GIVEN TEXT:

****************************************

While his company was still in its infancy, Rudolph began integrating himself into his new homeland. He became an American citizen on October 8, 1859. By 1860, he had a retail store, offices, and stockrooms operating at 123 Main Street in Cincinnati. Around that time, Rudolph signed his first contract with the U.S. Army. As a result, many of the drums, trumpets, and bugles played by Union soldiers in the Civil War and by U.S. troops in the later Spanish-American war bore the Wurlitzer name. Most of the instruments were imported from Germany, but some were produced in a small factory that Wurlitzer built when he took over the entire Main Street building in 1861. His army contract allowed him to expand his business and open an additional retail store in Chicago in 1865.
Rudolph’s brother, Anton, who had also immigrated to the United States, joined the enterprise as a partner in 1872. The company was called “Rudolph Wurlitzer and Brother,” and was incorporated as the “Rudolph Wurlitzer Company” in 1890 with an initial capitalization of $200,000 (approximately $4,940,000 in 2010 U.S. dollars). For its first fifty years, the Wurlitzer Company was primarily a wholesaler, distributor, and retail instrument business that operated out of its Cincinnati headquarters. The company’s production increased but still played a minor role.
America’s growing nineteenth-century music industry helped Wurlitzer become a success. The company advertised a growing selection of instruments in its 200 page-long catalogs. Wurlitzer expanded and kept moving his headquarters to larger and larger spaces in Cincinnati. In 1906, the year of Wurlitzer’s 50th anniversary, the company’s offices and some of its import, wholesale, and retail operations occupied a six-story building. “The first floor display rooms featured glass display counters, tall showcases, sound-proof demonstration rooms, and piano display rooms. Wurlitzer’s Player Piano library was carefully organized and cataloged, thousands of collections were racked along the wall. Individual phonograph listening rooms were also featured.”
In the early years, most of the company’s efforts focused on “conventional” musical instruments. Near the end of the century, however, the firm became increasingly cognizant of the demand for automatic music devices. This shift might have been attributable to the second generation, namely Rudolph’s three sons, Howard, Rudolph, and Farny, who entered the family business in 1889, 1894, and 1904, respectively.
The market for musical instruments had changed in the fifty years since Rudolph’s arrival in America. At the turn of the century, substantial progress was being made in the development of automatic instruments, which were becoming increasingly important in the entertainment and leisure industries. Barrel organs were popular at fairs, and coin-operated automatic pianos filled bars with ragtime music. Moreover, the era witnessed the dawn of silent movies, which were accompanied by orchestrions (mechanical organs that imitated the sounds of an orchestra).

****************************************

DATA ENTRIES:
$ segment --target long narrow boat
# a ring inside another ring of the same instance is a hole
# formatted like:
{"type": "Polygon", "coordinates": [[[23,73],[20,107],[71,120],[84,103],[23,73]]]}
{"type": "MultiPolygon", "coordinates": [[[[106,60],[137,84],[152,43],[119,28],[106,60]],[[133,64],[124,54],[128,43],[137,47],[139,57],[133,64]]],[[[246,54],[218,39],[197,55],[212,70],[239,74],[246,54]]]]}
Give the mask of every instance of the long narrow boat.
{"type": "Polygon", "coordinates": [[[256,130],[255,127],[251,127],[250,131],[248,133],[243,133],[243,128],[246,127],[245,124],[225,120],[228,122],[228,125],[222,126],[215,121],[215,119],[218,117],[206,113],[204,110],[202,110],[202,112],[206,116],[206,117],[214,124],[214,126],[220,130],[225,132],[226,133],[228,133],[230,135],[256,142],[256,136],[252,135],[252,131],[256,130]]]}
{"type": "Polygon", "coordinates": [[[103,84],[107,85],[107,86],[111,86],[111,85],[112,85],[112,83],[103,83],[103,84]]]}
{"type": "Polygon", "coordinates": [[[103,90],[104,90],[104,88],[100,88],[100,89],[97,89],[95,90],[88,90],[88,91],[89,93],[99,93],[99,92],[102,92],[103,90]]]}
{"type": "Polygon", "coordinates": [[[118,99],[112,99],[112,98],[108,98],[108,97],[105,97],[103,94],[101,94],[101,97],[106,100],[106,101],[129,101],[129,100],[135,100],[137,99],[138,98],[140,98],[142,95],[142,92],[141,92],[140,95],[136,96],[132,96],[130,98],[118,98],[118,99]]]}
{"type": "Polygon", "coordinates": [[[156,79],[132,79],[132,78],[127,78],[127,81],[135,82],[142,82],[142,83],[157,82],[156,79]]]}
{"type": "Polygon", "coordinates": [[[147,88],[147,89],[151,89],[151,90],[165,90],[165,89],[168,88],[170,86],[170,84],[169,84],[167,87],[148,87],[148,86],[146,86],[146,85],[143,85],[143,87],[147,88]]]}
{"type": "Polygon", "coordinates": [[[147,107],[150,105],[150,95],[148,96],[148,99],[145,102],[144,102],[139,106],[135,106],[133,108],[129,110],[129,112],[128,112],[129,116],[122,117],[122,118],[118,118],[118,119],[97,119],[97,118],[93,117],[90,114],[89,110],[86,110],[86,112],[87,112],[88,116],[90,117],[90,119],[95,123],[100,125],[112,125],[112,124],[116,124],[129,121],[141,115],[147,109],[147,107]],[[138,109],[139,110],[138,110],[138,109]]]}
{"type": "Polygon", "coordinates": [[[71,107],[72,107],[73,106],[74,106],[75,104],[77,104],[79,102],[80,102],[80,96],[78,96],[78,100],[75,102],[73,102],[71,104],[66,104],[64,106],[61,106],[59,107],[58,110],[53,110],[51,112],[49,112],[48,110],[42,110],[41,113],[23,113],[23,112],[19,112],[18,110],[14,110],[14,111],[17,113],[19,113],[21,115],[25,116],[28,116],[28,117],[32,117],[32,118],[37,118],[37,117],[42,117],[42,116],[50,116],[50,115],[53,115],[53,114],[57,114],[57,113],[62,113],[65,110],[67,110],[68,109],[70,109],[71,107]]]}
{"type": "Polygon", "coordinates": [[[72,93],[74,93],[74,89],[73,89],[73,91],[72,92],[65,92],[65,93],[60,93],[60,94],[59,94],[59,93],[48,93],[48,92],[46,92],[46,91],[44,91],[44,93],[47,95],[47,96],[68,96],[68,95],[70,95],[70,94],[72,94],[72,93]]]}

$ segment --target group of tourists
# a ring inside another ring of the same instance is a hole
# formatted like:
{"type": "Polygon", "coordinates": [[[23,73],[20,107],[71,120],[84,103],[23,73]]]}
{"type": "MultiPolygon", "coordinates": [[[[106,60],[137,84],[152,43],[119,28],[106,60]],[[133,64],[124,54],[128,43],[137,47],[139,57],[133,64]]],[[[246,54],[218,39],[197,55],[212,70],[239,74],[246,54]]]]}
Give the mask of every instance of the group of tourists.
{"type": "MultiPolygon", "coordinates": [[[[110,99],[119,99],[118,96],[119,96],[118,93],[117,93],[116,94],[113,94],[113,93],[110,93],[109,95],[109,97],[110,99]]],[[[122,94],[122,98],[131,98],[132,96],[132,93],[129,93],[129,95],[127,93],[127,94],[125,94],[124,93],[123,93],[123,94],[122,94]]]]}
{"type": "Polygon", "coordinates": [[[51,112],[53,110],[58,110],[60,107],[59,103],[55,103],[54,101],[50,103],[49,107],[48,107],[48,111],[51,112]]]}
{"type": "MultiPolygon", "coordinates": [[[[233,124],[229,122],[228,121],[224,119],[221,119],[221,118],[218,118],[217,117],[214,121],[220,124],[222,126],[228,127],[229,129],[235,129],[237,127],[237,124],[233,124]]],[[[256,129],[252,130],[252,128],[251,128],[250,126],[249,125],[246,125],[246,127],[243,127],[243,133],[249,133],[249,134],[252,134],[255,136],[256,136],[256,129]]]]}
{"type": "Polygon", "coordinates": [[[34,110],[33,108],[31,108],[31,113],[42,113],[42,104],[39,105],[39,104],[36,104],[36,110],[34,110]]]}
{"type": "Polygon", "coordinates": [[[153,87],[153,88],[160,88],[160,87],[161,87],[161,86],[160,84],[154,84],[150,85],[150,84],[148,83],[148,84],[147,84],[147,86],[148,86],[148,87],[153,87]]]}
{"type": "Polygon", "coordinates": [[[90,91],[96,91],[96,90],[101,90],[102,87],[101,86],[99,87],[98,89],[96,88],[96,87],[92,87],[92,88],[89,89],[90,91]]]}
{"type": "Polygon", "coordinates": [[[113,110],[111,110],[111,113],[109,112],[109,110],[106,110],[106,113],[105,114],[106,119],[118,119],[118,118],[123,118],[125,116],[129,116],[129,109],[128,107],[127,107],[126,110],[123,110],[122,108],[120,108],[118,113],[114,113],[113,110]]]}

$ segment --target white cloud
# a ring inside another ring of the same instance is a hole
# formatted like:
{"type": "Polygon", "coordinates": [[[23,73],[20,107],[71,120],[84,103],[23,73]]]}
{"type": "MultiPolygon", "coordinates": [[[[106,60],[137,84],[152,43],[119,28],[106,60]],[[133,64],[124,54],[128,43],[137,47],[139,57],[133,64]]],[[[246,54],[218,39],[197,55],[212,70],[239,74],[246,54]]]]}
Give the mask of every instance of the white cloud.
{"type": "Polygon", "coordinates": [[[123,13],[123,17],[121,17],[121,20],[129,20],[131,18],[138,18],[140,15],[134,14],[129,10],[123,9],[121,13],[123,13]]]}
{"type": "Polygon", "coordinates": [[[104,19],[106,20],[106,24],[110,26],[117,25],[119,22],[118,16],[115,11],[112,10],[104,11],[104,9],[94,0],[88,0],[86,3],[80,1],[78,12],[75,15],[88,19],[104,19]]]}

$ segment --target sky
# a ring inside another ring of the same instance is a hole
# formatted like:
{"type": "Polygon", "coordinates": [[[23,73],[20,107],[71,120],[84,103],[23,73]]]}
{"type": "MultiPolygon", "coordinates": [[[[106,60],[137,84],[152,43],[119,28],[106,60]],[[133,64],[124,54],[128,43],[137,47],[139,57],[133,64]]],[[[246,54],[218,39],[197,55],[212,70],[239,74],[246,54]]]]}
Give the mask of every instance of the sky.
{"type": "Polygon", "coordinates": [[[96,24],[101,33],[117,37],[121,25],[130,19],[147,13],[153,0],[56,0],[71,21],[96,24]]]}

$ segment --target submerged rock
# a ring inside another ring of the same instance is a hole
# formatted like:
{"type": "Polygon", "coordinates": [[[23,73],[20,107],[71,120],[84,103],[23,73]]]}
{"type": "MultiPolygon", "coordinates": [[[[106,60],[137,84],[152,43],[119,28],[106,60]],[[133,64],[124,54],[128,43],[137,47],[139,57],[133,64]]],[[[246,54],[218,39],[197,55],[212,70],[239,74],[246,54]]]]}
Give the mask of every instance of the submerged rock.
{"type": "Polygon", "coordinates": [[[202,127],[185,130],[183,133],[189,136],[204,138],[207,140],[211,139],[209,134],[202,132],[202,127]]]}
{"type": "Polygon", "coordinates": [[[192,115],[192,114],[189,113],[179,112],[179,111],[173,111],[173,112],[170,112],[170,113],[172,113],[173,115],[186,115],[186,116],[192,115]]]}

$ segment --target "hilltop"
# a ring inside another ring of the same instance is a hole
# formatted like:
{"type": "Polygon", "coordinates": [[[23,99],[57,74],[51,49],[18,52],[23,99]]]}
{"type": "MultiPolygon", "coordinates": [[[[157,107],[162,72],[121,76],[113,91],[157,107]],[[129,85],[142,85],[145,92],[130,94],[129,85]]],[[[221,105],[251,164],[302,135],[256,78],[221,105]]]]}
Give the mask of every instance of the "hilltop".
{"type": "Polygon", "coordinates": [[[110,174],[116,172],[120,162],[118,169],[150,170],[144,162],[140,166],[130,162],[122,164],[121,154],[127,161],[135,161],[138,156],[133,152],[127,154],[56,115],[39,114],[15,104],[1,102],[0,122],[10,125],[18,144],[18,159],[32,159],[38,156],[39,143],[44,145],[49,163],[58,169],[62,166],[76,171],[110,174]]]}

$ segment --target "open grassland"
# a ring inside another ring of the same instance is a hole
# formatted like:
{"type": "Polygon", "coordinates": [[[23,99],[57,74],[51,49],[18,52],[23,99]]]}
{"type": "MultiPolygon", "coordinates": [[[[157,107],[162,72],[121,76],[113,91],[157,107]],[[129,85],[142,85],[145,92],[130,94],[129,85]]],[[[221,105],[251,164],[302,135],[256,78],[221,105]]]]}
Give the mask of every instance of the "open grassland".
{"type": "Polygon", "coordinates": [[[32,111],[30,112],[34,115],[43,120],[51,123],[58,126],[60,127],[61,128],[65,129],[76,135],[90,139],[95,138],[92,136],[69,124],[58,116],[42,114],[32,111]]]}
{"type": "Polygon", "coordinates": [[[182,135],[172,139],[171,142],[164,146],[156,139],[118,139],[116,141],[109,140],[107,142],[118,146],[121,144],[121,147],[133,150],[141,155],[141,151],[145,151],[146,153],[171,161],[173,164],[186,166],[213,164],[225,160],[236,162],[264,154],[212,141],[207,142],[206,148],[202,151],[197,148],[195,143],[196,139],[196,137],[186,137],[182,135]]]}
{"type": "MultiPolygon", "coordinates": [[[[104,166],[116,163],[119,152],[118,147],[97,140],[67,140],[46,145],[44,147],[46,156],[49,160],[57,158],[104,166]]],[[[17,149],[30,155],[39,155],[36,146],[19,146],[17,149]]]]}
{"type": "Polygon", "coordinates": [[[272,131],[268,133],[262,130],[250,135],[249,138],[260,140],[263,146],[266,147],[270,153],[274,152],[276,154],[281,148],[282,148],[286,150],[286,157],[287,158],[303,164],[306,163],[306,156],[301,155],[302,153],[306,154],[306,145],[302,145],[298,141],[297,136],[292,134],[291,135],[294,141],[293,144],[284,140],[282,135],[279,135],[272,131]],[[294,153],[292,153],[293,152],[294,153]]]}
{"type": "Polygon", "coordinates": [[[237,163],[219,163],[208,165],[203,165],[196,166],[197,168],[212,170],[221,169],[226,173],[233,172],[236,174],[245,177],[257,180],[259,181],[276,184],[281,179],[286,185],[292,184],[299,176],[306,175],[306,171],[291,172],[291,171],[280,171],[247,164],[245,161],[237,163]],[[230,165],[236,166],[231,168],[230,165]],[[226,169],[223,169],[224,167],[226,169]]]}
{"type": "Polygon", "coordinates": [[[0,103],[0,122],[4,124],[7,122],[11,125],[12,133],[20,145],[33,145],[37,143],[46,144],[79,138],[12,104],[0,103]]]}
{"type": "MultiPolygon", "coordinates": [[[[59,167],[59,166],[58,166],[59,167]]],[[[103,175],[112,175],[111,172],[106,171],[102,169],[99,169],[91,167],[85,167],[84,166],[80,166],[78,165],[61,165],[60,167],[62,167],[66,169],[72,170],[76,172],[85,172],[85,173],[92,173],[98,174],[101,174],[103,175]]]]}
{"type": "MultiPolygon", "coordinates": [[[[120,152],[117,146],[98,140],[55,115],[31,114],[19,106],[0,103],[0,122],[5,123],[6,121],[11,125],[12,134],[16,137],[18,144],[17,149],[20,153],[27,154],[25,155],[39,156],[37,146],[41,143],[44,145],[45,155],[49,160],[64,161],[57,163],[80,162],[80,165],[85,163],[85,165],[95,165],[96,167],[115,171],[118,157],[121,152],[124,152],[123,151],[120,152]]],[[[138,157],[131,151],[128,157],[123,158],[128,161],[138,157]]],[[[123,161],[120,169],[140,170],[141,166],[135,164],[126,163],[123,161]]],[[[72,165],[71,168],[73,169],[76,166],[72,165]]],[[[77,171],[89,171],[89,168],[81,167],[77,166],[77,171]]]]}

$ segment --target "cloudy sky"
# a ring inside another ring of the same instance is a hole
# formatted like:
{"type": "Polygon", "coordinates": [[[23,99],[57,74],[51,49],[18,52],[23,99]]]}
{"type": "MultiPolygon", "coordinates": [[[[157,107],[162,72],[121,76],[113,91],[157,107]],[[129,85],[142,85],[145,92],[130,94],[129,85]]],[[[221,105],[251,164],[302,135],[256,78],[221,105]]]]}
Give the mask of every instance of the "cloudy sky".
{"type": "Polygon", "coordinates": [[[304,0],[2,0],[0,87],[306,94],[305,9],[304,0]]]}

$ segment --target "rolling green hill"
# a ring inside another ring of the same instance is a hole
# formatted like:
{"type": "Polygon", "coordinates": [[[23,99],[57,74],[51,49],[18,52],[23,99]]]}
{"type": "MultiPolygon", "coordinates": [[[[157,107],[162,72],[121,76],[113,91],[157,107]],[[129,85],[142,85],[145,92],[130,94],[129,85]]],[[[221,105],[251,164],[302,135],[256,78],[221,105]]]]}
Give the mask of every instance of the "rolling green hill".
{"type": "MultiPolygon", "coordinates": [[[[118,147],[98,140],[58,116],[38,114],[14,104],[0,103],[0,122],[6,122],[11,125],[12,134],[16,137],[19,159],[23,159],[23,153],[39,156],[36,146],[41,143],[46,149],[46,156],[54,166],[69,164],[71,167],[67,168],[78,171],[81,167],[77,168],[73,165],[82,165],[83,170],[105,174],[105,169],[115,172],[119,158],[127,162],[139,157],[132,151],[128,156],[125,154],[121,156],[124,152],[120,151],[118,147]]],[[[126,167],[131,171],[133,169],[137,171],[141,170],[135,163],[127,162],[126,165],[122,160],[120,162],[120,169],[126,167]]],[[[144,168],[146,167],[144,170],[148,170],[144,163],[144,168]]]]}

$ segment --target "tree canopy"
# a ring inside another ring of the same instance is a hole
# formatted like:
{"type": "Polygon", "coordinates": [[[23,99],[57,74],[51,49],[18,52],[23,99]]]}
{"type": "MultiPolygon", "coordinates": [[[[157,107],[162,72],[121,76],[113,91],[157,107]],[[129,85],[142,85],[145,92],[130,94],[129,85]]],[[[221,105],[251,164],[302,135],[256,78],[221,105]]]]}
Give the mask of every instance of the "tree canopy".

****************************************

Take the Wurlitzer company history further, picking up after its final sentence about silent movies and orchestrions. The records play no part in what comes next.

All in all, the Wurlitzer Company participated in and profited from these developments. The company’s breakthrough really came with its partnership with the DeKleist Musical Instrument Manufacturing Company in North Tonawanda, New York, which became Wurlitzer’s first large-scale production plant in 1908. Eugene DeKleist was born in Germany with the family name von Kleist, but he changed his name after spending time in England. He built barrel organs for carnival rides and merry-go-rounds for amusement parks. In 1897, the Rudolph Wurlitzer Company became the sole distributor of DeKleist’s products. The highpoint of their partnership was the development of the Wurlitzer Tonophone, which went on the market in 1899. The instrument was a coin-operated, automatic piano played by a pinned cylinder. Instead of being operated by direct mechanical linkages, it was pneumatic. Wurlitzer placed an initial order for 200 instruments, at a cost of $200 each (approximately $5,420 in 2010 U.S. dollars). The Tonophone was a great success and inspired the development of additional coin-operated pianos, which were built by DeKleist and distributed by Wurlitzer. In the following years, Eugene DeKleist lost interest in his business. After extensive bargaining, the Rudolph Wurlitzer Company bought his factory and founded a corporation, the Rudolph Wurlitzer Manufacturing Company. The new firm was capitalized with $1,000,000 in 1909 (approximately $24,700,000 in U.S. dollars). The North Tonawanda factory produced player pianos, military bands, and so-called pianorchestras. More plants were established in the coming years.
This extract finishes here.